#### WORK TO BE COMPLETED
Retype the lines of data from the line with "job: parked car" to the line with "Trace the outline of every instance of the parked", both included, without changing anything.
-- START LISTED RECORDS --
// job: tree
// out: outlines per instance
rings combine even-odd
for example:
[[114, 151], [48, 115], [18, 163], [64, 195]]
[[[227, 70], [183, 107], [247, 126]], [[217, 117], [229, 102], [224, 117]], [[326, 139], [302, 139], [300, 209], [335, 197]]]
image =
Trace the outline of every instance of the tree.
-- END LISTED RECORDS --
-- START LISTED RECORDS --
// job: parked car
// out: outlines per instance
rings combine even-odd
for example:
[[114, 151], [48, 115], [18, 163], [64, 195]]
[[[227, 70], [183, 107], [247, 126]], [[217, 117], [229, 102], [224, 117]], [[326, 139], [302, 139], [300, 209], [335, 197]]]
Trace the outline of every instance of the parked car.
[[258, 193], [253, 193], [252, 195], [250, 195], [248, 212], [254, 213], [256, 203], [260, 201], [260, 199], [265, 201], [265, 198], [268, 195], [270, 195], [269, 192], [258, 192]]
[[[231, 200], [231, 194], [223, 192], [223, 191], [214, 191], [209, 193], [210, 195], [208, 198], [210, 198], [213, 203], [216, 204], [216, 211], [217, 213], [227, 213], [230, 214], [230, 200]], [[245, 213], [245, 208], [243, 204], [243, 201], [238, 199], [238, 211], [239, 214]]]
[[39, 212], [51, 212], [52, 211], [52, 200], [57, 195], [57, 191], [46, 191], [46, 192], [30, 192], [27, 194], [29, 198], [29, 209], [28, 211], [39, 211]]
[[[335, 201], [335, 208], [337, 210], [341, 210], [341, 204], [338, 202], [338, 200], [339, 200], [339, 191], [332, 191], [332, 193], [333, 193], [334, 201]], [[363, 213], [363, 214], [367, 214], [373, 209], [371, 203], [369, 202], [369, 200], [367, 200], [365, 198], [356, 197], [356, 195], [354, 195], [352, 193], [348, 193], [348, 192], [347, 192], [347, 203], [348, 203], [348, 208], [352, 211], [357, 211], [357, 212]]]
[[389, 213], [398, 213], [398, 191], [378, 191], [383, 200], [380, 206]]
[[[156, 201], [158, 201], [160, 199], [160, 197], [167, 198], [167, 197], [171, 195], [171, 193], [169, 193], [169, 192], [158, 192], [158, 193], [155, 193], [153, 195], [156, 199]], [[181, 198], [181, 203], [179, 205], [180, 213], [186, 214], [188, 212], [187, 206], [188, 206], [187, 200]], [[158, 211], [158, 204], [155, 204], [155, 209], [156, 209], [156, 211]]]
-- END LISTED RECORDS --
#### PROBLEM SOLUTION
// job: parked car
// out: outlines per instance
rings combine even-odd
for example:
[[114, 151], [48, 115], [18, 163], [64, 195]]
[[[227, 70], [183, 107], [247, 126]], [[217, 117], [229, 102], [224, 117]], [[326, 139], [302, 139], [300, 209], [335, 197]]]
Trace the outline of every instance of the parked car.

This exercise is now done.